Actions to take
1) List every field the poster of the CSV conversion question below wants to separate out.
2) Answer these from the CSV conversion question below, one line each:
(a) Which database does the poster want to import into?
(b) What does the poster say the first line of the text/body is?
(c) What id value appears in the sample?
3) Resume the CSV conversion question below, writing on from its last line.

[START OF Passage shown]

0

I'm trying to convert:

<doc id="123" url="http://url.org/thing?curid=123" title="title"> 
Title

text text text more text

</doc>

into a CSV file (the file has a ton of similarly formatted "documents"). If it was a regular XML file I think I would be able to figure it out with a solution like this but since the above code is not in regular XML format I'm stuck.

What I'm trying to do is import data into postgresql, and from what I gather it would be easier to import this information if it's in CSV format, (if there's another way, please let me know). What I need is to separate out "id", "url" "title" and "text/body".

Bonus question: the first line in the text/body is the title of the document, would it be possible to remove/manipulate this first line in the conversion?

Thanks!

[END OF Passage shown]
[START OF Dataset extract]

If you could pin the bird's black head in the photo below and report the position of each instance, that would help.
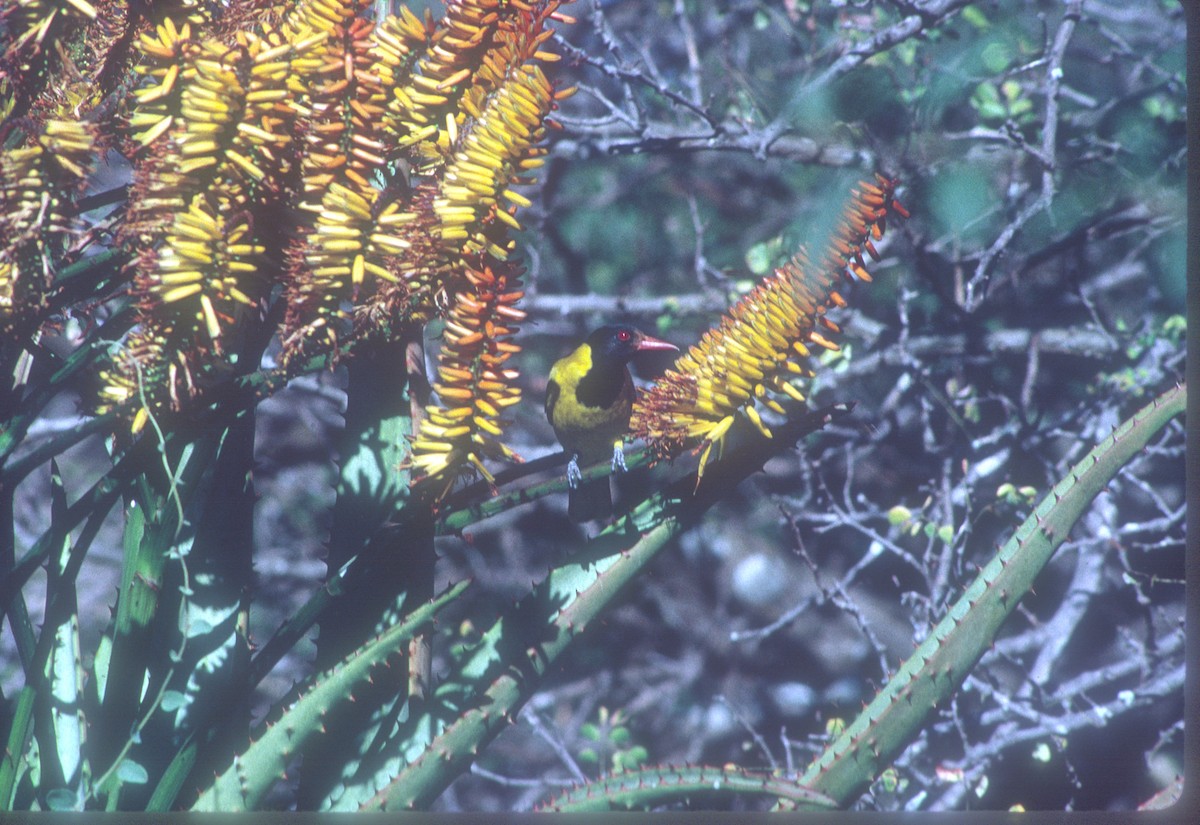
(621, 342)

[END OF Dataset extract]

Task-by-task answers
1) id, url, title, text/body

2)
(a) postgresql
(b) The title of the document
(c) 123

3)
Community
  • 1
  • 1
govn
  • 11
  • 3
  • 3
    This part is not clear: "*the file has a ton of similarly formatted "documents"*". If it has more than one `doc` element, show us an example that has at least two, including the wrapper. And show us the expected output too, please. – michael.hor257k Jul 11 '15 at 20:24
  • A_A's answer pretty much covered everything. The file has a bunch of these doc elements, isolated with no wrapping. I added the necessary code with `echo ' ' | cat - app > temp && mv temp app && echo '' >> app` (where app is the file name). – govn Jul 12 '15 at 09:13
  • If there's no wrapper (i.e. a single root element), then it's not XML. – michael.hor257k Jul 12 '15 at 10:25

1 Answers1

1

As far as Python is concerned:

Given an XML file (thedoc.xml) like:

<?xml version="1.0" encoding="UTF-8"?>
<docCollection>
    <doc id="123" url="http://url.org/thing?curid=123" title="Farenheit451"> 
    Farenheit451

    It was a pleasure to burn...
    </doc>

    <doc id="456" url="http://url.org/thing?curid=456" title="Sense and sensitivity"> 
    Sense and sensitivity

    It was sensibile to be sensitive &amp; nice...
    </doc>        
</docCollection>

And a script (thecode.py) using lxml, as:

from lxml import etree
import pandas
import HTMLParser 

inFile = "./thedoc.xml"
outFile = "./theprocdoc.csv"

#It is likely that your XML might be too big to be parsed into memory,
#for this reason it is better to use the incremental parser from lxml.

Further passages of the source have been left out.